EXERCISE DETAILS =
I would like the listing below retyped exactly, line by line.

====================

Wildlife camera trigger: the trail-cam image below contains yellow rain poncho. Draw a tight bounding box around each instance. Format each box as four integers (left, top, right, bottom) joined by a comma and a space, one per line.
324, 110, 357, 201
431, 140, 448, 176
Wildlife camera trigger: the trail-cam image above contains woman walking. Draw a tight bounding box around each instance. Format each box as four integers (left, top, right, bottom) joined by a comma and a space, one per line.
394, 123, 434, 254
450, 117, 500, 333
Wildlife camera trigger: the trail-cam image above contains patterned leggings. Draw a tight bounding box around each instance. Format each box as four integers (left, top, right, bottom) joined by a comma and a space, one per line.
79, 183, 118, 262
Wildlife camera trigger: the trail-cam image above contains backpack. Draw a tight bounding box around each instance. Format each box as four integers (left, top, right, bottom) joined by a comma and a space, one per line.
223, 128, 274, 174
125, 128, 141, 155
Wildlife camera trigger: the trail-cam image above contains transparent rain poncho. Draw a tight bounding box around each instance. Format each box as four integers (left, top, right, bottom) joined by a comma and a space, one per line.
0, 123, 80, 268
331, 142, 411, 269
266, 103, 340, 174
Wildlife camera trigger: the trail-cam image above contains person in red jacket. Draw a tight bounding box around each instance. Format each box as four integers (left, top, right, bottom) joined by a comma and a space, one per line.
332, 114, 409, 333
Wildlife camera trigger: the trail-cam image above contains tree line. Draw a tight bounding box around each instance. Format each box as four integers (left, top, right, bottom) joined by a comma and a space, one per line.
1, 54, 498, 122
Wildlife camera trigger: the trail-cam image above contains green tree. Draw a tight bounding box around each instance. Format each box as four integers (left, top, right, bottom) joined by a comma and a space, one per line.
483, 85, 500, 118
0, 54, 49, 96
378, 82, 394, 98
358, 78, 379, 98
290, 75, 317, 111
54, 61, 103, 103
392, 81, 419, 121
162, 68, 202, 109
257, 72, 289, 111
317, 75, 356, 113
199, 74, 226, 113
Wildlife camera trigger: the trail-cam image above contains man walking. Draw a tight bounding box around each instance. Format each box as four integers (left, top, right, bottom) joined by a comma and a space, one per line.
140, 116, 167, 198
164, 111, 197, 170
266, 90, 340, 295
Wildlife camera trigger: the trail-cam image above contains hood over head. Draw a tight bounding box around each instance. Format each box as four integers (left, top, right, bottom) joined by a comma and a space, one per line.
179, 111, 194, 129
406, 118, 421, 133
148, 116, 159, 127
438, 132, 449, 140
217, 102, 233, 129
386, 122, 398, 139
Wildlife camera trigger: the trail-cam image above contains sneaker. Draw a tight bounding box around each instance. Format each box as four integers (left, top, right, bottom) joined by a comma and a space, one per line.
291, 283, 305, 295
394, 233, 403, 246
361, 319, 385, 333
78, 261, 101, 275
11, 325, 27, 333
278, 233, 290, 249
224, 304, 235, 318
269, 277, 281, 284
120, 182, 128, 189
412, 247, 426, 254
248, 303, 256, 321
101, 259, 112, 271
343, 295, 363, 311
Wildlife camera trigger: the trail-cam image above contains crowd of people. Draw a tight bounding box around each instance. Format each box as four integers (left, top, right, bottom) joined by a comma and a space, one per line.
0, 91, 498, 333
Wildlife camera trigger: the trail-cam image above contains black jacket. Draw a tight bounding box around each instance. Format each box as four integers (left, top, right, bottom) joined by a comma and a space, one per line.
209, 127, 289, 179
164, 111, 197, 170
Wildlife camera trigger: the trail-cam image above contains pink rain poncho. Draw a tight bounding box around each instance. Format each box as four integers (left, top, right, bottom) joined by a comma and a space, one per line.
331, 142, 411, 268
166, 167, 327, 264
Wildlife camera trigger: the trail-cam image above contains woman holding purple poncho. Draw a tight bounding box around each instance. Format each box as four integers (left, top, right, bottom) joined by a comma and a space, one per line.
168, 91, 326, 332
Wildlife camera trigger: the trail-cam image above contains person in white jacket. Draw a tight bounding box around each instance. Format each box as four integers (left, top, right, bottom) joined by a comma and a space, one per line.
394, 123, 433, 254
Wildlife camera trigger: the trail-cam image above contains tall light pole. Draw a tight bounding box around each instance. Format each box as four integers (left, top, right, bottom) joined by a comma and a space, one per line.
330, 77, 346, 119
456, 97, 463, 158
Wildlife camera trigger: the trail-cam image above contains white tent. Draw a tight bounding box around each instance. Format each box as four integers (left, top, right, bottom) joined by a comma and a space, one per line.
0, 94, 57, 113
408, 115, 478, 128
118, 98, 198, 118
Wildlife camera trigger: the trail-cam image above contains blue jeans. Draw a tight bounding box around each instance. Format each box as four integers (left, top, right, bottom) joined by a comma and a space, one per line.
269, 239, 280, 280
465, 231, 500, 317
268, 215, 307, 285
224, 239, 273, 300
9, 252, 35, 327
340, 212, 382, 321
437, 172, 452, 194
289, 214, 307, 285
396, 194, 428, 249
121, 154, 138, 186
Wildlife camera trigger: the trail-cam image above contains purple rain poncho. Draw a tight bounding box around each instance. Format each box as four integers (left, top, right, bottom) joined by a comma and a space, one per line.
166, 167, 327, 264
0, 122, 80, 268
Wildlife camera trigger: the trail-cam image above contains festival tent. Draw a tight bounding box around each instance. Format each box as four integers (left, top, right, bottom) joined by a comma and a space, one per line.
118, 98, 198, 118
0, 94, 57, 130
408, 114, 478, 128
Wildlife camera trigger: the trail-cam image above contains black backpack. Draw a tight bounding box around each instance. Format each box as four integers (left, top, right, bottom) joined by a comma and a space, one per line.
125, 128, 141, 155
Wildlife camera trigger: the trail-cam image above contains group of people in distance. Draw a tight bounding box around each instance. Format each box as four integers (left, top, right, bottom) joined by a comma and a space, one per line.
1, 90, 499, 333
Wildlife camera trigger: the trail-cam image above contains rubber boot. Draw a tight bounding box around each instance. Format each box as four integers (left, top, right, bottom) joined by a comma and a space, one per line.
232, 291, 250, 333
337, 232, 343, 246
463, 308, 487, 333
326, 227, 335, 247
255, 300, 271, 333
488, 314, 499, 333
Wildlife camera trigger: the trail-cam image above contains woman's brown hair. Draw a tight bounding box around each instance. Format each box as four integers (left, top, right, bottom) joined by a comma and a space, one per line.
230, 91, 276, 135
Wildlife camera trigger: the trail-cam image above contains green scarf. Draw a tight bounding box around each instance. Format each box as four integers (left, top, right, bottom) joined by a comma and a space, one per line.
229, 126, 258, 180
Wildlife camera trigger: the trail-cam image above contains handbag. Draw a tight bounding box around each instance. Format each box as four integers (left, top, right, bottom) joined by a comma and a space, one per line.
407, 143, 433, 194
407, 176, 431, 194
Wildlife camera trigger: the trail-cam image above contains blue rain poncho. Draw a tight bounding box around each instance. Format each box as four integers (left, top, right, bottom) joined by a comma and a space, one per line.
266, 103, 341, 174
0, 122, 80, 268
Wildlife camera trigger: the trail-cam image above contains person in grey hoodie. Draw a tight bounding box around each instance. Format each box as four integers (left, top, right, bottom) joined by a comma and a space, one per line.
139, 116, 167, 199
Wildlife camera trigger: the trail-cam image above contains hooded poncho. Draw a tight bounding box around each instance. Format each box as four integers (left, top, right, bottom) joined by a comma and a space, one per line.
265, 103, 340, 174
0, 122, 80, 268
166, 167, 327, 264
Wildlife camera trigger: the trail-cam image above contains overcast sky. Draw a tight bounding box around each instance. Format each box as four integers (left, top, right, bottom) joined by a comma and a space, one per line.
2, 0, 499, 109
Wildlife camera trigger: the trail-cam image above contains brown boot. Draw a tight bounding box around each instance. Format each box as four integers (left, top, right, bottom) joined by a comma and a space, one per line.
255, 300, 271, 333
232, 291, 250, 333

====================

WRITTEN SOLUTION =
Wildlife camera trigger: the trail-cam image below contains yellow rain poncho. Draw a tight bounding box around each instance. Format each box as four integers (left, top, right, bottom) joined by a comma and a space, one per line.
324, 110, 357, 201
431, 140, 448, 176
Wildlife camera trigger: the trail-cam image above contains woman walking. Draw a tight bounding box around each instance. Format each box as four integers (left, top, right, bottom) joined by a comma and a space, one per line.
394, 123, 434, 254
450, 117, 500, 333
Wildlife camera trigger: the trail-cam image above contains patterned leggings. Draw a tight bounding box around each instance. Format each box as four integers (left, top, right, bottom) joined by a comma and a space, one per line.
79, 183, 118, 262
Wildlife camera trigger: the trail-cam image above contains backpack. Draw a tight bounding box around each instance. Format each box as four integers (left, top, right, bottom) joined by a comma and a space, one per line.
223, 128, 274, 174
125, 128, 141, 155
Wildlife camera trigger: the trail-cam image above contains transparent rain poncho. Draw a tight bounding box around each instance. Format each box as four integers (left, top, right, bottom) joined by a comma and a space, one per line.
0, 123, 80, 268
331, 142, 411, 269
266, 103, 340, 174
Wildlife camera trigger: the trail-cam image above contains person in red jacket. Draw a tight bounding box around each instance. Format each box as four integers (left, top, right, bottom) joined by a comma and a space, one per line.
332, 114, 409, 333
Wildlife camera trigger: the trail-cam image above contains tree line. Draw a tight bounding box around each instance. Format each box as four integers (left, top, right, bottom) joined by a comma and a space, one per line.
1, 54, 498, 122
Wildlife camera trigger: the trail-cam image above contains green tree. Draw a tight bounding box around each instance. Format each box as four integers (left, top, right, bottom) joined by a comma and a space, one per line.
483, 85, 500, 118
0, 54, 49, 96
378, 82, 394, 98
358, 78, 379, 98
290, 75, 317, 111
54, 61, 103, 103
392, 81, 419, 121
162, 68, 202, 109
257, 72, 289, 111
317, 75, 356, 113
199, 74, 226, 113
Wildlife camera trigger: the trail-cam image above contains man walking. Draw a tight bounding box around each instance. Format each box as four integers (left, top, right, bottom) joined by a comma and a space, one per line.
140, 116, 167, 198
164, 111, 197, 170
266, 90, 340, 295
Wildlife camera trigger: the trail-cam image above contains hood over head. Draw a tight bounding box around each instance. Format each box as four integers (left, top, right, bottom) joined by a comma and a space, one per line.
179, 111, 194, 129
406, 118, 421, 133
148, 116, 159, 127
438, 132, 449, 140
217, 102, 233, 129
386, 122, 398, 139
Wildlife camera trigger: the trail-cam image above contains sneaker. Draw a tight bounding box around each instance. Format each box as four integers (left, top, right, bottom) joined by a comma and a space, one per line.
291, 283, 305, 295
394, 233, 403, 246
361, 319, 385, 333
78, 261, 101, 275
11, 325, 27, 333
278, 233, 290, 249
224, 304, 235, 318
269, 277, 281, 284
120, 182, 128, 189
412, 247, 426, 254
248, 303, 256, 321
101, 259, 112, 271
343, 295, 363, 311
Wildlife camera trigger: the trail-cam image above contains crowd of people. Draw a tight bounding box around each instance. Format each box as four integers (left, top, right, bottom) joined by a comma and a space, one per line.
0, 91, 498, 333
Wildlife camera trigger: the trail-cam image above contains black jacket. Draw a tight bounding box around each instance. Format each box as four integers (left, top, right, bottom) joined by a comma and a space, one per line.
209, 127, 289, 179
164, 111, 197, 170
Wildlife camera trigger: the trail-cam image above contains pink rain poncho. Draw a tight bounding box around each instance. Format each box as four integers (left, top, right, bottom) joined by a comma and a space, one per line.
331, 142, 411, 268
166, 167, 327, 264
Wildlife camera trigger: the trail-cam image above contains woman holding purple poncho. Draw a tight bounding box around each instance. Format each box as four integers (left, top, right, bottom) joined by a comma and a space, one per line.
168, 91, 326, 332
Wildlife camera trigger: the trail-cam image above contains person in white jacket. Draw a tight bounding box around each instance. Format each box as four integers (left, top, right, bottom) joined by a comma and a space, one per line.
394, 123, 433, 254
Wildlife camera trigger: the trail-cam image above contains tall light pole. Draw a tight bounding box around each instance. Format each box as four integers (left, top, right, bottom) joined by a comma and a space, one per line.
330, 77, 346, 119
456, 97, 463, 158
Wildlife camera trigger: the trail-cam image above contains white tent. Draw a tight bounding box around each instance. Format each box as four integers (left, top, right, bottom) joined by a comma and a space, one per line.
0, 94, 57, 113
408, 115, 478, 128
118, 98, 198, 118
Wildlife camera trigger: the trail-cam image above contains blue jeans. Draw a tight bounding box around each instance. Format each box as four integers (left, top, right, bottom) joined by a comma and a space, one per line.
269, 239, 280, 280
465, 231, 500, 317
268, 215, 307, 285
224, 239, 273, 300
9, 252, 35, 327
340, 212, 382, 321
437, 172, 452, 194
289, 214, 307, 285
396, 194, 428, 249
121, 154, 138, 186
Wildlife camera trigger: the trail-cam image above contains purple rain poncho. Draw a tight bounding box around each instance. Format each box as four integers (left, top, right, bottom) joined by a comma and a space, one per line.
166, 167, 327, 264
0, 122, 80, 268
Wildlife camera trigger: the trail-cam image above contains festival tent. Draw a tight bounding box around each instance. Format each box as four integers (left, top, right, bottom) joined by a comma and a space, one per line.
118, 98, 198, 118
0, 94, 57, 130
408, 114, 478, 128
Wildlife camera trigger: the trail-cam image above contains black backpack. Draw a tight bounding box around each instance. Format each box as four integers (left, top, right, bottom) joined by a comma and a space, one per line.
125, 128, 141, 155
Wildlife camera trigger: the trail-cam image above contains group of people in distance. Draw a tight bounding box around each instance. Format each box as four integers (left, top, right, bottom) joined by a comma and a space, one per line.
1, 90, 499, 333
Wildlife camera trigger: the trail-cam image above contains rubber boot. Draw a tight bounding box around each instance. Format each box as four integers (left, top, right, bottom) joined by a comma and a space, one per line.
232, 291, 250, 333
337, 232, 343, 246
463, 308, 487, 333
326, 227, 335, 247
255, 300, 271, 333
488, 314, 499, 333
Wildlife camera trigger: the trail-cam image above contains woman's brown hair. Draw a tight bounding box around each instance. Format each box as four integers (left, top, right, bottom) joined by a comma and a space, one per line.
230, 91, 276, 135
Wildlife camera trigger: the trail-cam image above contains green scarf. Draw a tight bounding box around each instance. Format each box as four integers (left, top, right, bottom) joined by a comma and a space, one per line.
229, 126, 258, 180
Wildlife camera trigger: the trail-cam image above contains handbag. Draw a tight bounding box around each instance. Format each box as four integers (left, top, right, bottom) joined by a comma and a space, one per line.
407, 143, 433, 194
407, 176, 431, 194
Wildlife camera trigger: the trail-cam image above contains blue rain poncho. Draw a tight bounding box around each instance. Format each box as four integers (left, top, right, bottom) joined by a comma and a space, one per line.
266, 103, 341, 174
0, 122, 80, 268
Wildlife camera trigger: the trail-cam image above contains person in grey hoodie. Draw a tight bounding box around each instance. Format each box as four integers (left, top, right, bottom) joined by a comma and a space, one per line.
139, 116, 167, 199
Wildlife camera trigger: the trail-cam image above contains hooded poncho. Draw a tight bounding box around each instance. Format each box as four integers (left, top, right, bottom) joined by a comma and a space, one per line.
265, 103, 340, 174
0, 122, 80, 268
166, 167, 327, 264
Wildlife camera trigger: the trail-cam image above contains overcast sky. Draw a tight bounding box around each instance. Format each box as four integers (left, top, right, bottom) joined by a comma and a space, one per line.
2, 0, 499, 109
Wildlife camera trigger: the trail-cam image above contains brown boot. Draw a tight bounding box around each instance. Format each box as four integers (left, top, right, bottom) joined by a comma and a space, one per line.
255, 300, 271, 333
232, 291, 250, 333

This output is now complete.